— Problems to solve —
• 1. Return the passage of the hospital-stay t-test problem that runs from "Health Care Knowledge" up to and including "Hypotheses: (2 points)", copied word for word.
• 2. Resume the hospital-stay t-test problem and its worked answer from the point where the text stops.

— Excerpted text —

Question

Health Care Knowledge Systems reported that an insured woman spends on average 2.3 days in the hospital for a routine childbirth, while an uninsured woman spends on average 1.9 days in the hospital. Stillwater Medical Center wants to prove that uninsured women spend less time on average in the hospital than insured woman. A sample of 50 insured women and 45 uninsured women was taken. The table below summarizes the sample statistics calculated. The doctor conducting the study decides based on information obtained from the article that the standard deviations of each population cannot be assumed equal. Is there significant evidence at a significance level of 0.01 to conclude the hospitals claim?

	Sample Size	Mean	Standard deviation
Insured Women	50	2.5	0.6
Uninsured Women	45	1.75	0.4

Hypotheses: (2 points)

Test Statistic:(8 points)

p-value: (3 points)

Decision/Conclusions: (2 points)

Answer 1

H₀: $\mu1 = \mu2$

H₁: $\mu1 > \mu2$

The test statistic t = ( $\small \bar x1 - \bar x2$ )/sqrt(s1^2/n1 + s2^2/n2)

— Information supplied —
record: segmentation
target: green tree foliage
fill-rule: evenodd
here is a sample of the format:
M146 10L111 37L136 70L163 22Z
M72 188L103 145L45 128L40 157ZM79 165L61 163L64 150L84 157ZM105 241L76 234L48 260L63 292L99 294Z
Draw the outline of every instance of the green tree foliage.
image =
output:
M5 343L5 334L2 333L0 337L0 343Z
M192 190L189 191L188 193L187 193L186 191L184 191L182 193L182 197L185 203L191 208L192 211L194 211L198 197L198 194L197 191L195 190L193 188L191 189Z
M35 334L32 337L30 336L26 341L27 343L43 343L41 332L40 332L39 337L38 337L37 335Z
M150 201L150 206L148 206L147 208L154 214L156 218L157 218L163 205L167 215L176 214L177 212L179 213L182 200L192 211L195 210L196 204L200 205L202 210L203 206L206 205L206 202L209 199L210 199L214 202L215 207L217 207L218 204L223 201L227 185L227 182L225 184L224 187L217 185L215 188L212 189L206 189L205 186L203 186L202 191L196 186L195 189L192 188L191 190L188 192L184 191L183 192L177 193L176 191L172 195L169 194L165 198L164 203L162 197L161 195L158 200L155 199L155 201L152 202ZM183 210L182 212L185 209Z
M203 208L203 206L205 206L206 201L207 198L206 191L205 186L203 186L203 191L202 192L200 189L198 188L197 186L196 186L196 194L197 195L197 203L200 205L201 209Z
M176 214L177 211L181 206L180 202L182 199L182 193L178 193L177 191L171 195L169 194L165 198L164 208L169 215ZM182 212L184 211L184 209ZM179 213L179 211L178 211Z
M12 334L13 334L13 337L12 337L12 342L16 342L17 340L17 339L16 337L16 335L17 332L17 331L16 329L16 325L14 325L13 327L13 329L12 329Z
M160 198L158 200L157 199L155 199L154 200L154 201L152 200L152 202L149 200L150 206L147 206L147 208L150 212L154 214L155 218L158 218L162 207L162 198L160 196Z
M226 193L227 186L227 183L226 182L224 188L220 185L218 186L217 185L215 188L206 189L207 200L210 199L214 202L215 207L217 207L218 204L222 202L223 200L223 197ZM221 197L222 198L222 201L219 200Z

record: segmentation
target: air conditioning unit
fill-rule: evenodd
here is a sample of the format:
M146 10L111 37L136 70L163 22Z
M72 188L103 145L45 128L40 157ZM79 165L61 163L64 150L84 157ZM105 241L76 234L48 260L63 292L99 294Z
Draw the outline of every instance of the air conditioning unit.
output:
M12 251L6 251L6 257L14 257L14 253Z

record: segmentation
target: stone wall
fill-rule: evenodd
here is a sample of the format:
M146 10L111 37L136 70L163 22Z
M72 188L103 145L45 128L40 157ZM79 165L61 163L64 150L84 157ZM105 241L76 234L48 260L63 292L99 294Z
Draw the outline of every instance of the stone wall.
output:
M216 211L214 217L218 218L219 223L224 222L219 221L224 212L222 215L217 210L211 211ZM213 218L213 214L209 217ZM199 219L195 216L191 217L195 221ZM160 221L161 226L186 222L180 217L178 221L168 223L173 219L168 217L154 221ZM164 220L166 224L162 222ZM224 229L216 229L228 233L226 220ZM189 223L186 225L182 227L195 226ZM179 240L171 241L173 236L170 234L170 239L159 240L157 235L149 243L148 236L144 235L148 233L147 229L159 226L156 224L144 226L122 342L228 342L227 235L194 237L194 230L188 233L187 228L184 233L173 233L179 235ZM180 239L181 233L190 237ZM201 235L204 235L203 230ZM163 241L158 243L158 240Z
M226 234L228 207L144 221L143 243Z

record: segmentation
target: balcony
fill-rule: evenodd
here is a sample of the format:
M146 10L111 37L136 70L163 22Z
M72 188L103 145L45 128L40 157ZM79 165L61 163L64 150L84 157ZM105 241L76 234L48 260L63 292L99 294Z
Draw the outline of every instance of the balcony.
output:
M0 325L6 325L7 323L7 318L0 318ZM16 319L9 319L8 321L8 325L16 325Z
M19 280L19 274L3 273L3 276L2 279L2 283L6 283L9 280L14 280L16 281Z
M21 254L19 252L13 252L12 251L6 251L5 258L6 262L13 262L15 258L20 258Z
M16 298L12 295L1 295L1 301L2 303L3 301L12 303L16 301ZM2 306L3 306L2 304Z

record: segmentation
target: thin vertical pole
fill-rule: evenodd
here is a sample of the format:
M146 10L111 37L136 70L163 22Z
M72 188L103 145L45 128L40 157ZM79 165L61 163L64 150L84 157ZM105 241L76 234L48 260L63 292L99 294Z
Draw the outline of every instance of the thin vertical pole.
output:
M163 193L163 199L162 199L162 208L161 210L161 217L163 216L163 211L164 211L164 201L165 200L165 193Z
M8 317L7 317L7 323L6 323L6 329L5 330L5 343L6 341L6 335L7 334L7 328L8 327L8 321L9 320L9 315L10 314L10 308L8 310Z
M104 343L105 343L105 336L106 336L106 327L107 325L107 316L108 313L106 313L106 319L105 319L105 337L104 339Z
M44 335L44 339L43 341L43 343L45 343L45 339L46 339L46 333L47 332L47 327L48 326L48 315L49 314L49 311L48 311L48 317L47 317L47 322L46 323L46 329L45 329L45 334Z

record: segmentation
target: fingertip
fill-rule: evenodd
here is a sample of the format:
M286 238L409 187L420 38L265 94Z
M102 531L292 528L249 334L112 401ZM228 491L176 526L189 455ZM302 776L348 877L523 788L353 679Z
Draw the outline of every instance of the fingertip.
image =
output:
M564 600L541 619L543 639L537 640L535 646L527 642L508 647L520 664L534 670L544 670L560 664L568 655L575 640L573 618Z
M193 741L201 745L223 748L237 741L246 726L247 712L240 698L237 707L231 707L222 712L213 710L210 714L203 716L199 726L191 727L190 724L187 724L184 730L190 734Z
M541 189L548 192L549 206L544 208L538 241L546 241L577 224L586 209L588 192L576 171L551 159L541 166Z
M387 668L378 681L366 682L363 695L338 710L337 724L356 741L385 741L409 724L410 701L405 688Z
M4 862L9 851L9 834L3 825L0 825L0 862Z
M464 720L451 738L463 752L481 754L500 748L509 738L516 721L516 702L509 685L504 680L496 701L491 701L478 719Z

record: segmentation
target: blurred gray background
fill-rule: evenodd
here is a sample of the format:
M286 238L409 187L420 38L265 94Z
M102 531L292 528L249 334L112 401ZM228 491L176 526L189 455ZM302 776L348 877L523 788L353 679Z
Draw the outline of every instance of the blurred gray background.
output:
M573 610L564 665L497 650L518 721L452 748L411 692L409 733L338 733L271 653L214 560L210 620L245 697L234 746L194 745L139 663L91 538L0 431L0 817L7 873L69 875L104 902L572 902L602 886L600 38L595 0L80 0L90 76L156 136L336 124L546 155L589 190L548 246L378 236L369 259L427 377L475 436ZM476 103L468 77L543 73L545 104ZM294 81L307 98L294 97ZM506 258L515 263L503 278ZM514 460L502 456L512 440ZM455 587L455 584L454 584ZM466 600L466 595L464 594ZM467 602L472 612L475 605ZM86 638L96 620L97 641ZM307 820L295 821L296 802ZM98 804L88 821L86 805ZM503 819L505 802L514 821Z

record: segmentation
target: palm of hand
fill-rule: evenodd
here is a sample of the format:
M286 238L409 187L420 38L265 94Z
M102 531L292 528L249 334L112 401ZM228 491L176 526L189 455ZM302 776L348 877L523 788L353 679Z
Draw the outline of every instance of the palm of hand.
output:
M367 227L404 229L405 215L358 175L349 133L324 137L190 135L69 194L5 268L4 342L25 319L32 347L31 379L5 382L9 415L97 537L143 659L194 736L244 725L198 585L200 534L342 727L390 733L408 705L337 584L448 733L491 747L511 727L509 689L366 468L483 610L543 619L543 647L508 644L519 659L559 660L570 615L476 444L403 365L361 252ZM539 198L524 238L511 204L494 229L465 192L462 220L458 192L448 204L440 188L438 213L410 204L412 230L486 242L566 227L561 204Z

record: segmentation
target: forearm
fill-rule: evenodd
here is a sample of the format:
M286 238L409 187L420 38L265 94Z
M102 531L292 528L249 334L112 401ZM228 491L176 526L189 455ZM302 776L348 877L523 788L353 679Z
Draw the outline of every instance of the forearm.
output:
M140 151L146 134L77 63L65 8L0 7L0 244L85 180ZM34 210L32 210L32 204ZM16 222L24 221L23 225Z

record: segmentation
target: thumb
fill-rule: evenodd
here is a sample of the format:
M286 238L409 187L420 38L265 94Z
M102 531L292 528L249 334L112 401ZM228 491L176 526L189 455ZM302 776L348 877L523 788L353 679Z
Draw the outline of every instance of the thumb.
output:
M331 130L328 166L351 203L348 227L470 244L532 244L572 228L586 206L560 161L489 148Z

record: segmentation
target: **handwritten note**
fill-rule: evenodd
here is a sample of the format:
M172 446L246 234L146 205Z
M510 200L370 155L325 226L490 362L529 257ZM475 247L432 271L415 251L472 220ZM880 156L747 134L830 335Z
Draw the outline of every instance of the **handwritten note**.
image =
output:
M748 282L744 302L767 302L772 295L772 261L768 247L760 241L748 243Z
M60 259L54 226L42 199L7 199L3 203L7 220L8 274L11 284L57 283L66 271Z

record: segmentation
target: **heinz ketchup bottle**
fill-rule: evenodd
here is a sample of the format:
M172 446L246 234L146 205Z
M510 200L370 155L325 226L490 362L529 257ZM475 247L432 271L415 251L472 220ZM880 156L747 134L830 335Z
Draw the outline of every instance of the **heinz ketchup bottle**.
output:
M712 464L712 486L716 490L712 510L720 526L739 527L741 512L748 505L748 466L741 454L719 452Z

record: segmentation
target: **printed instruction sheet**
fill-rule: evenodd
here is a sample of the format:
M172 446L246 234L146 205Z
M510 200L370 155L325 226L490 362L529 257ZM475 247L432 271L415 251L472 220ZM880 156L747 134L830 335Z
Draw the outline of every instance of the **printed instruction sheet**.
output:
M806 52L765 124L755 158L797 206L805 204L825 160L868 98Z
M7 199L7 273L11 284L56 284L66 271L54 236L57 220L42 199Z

— Responses by item number —
• 1.
Health Care Knowledge Systems reported that an insured woman spends on average 2.3 days in the hospital for a routine childbirth, while an uninsured woman spends on average 1.9 days in the hospital. Stillwater Medical Center wants to prove that uninsured women spend less time on average in the hospital than insured woman. A sample of 50 insured women and 45 uninsured women was taken. The table below summarizes the sample statistics calculated. The doctor conducting the study decides based on information obtained from the article that the standard deviations of each population cannot be assumed equal. Is there significant evidence at a significance level of 0.01 to conclude the hospitals claim?

	Sample Size	Mean	Standard deviation
Insured Women	50	2.5	0.6
Uninsured Women	45	1.75	0.4

Hypotheses: (2 points)

• 2.
                             = (2.5 - 1.75)/sqrt((0.6)^2/50 + (0.4)^2/45)

                              = 7.23

DF = (s1^2/n1 + s2^2/n2)^2/((s1^2/n1)^2/(n1 - 1) + (s2^2/n2)^2/(n2 - 1))

     = ((0.6)^2/50 + (0.4)^2/45)^2/(((0.6)^2/50)^2/49 + ((0.4)^2/45)^2/44)

     = 86

P-value = P(T > 7.23)

             = 1 - P(T < 7.23)

             = 1 - 1 = 0

Since the P-value is less than the significance level(0 < 0.01), so we should reject the null hypothesis.

So at 0.01 significance level there is sufficient evidence to conclude the hospital's claim that uninsured women spend less time on average in the hospital than the insured woman.